課題 1: 受験についての文章でかぎかっこ「」に囲まれている語句を、重複を除いてすべて挙げてください。
課題 2:
受験についての文章をもとに、次の問いに答えてください。
(a) 初めて受験というものを認識したのは何歳のときか。
(b) 塾の席順は何によって変動したか。
(c) 家にいたくなかった夏休みに、連日朝から晩まで通った場所はどこか。
課題 3: 受験についての文章のうち、「私は受験というものにのめり込んでいたと思う。」から「良い優しい娘」にハマってる。」までを正確に書き写してください。

── 本文抜粋

初めて受験というものを認識したのは9歳で、とても幼かった。

塾は緊張したしどこか殺伐とした空気があった。

ちょっとやんちゃなムードメーカーの男の子を講師がよく廊下で見せしめのように怒鳴りつけていた。

席順はテストの成績順で変動して、クラス内には明確な序列があった。

本当におかしな話だ。大人だってそんな露骨に暴力的で野蛮な場面にはそうそう出くわさない。

 

私は初めての受験に「成功」したし、その後の受験もそのままの勢いで「うまくやった」。

世の中受験に「失敗」しようものならその経験について本人も周りも掘り下げるものかもしれない、でも一度「成功」となったらもうそれでおしまいになる。よかったね、万々歳。

でもここ4年くらい考えていたのだけど、あの体験はそう単純なものではなかったと思う。子供の頃から曝された強烈な体験で、しかも受験はそれ単体の出来事として存在するのでなく、色々と背景の事象があるから、簡単に成功体験と言うことは私はできない。むしろ考えていたのは負の側面の方。

 

私は受験というものにのめり込んでいたと思う。

なぜなら他に逃げ場がなかったからだ。

いつから親の仲が悪くなったか覚えていないけど、たぶん初めて受験する頃にはまともに話してなかったと思う。

夏休みが憂鬱だった。家にいたくないので、連日朝から晩まで自習室に通った。10歳だった。極端だったと思う。塾の友達でもそんな強迫的な子はいなかった。

薄々気づいてはいたことだけど、あの人は私について勉強のこと以外知らなかった。

何のテストが何判定かは知っていても、どんな音楽が好きか、何が嫌いか、どんな時嬉しいか、そういう詳しい中身に興味がなかった。これはいまだになぜなのかわからない。他の家族もそうだから、あの人たちは集団でそういうふうになっているのかもしれない。

家は田舎だった。一人でどこにも行けない。ふらっと出かけることができない。親が揃ってるとすぐキレて怒鳴り合い罵り合いになるし、母親は「出来の良い優しい娘」にハマってる。

────
── データ抜粋

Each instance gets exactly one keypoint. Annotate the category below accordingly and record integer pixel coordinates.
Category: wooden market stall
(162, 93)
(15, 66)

────

解答 1:
・成功
・うまくやった
・失敗
・出来の良い優しい娘

解答 2:
(a) 9歳
(b) テストの成績順
(c) 自習室

解答 3:
私は受験というものにのめり込んでいたと思う。

なぜなら他に逃げ場がなかったからだ。

いつから親の仲が悪くなったか覚えていないけど、たぶん初めて受験する頃にはまともに話してなかったと思う。

夏休みが憂鬱だった。家にいたくないので、連日朝から晩まで自習室に通った。10歳だった。極端だったと思う。塾の友達でもそんな強迫的な子はいなかった。

薄々気づいてはいたことだけど、あの人は私について勉強のこと以外知らなかった。

何のテストが何判定かは知っていても、どんな音楽が好きか、何が嫌いか、どんな時嬉しいか、そういう詳しい中身に興味がなかった。これはいまだになぜなのかわからない。他の家族もそうだから、あの人たちは集団でそういうふうになっているのかもしれない。

家は田舎だった。一人でどこにも行けない。ふらっと出かけることができない。親が揃ってるとすぐキレて怒鳴り合い罵り合いになるし、母親は「出来の良い優しい娘」にハマってる。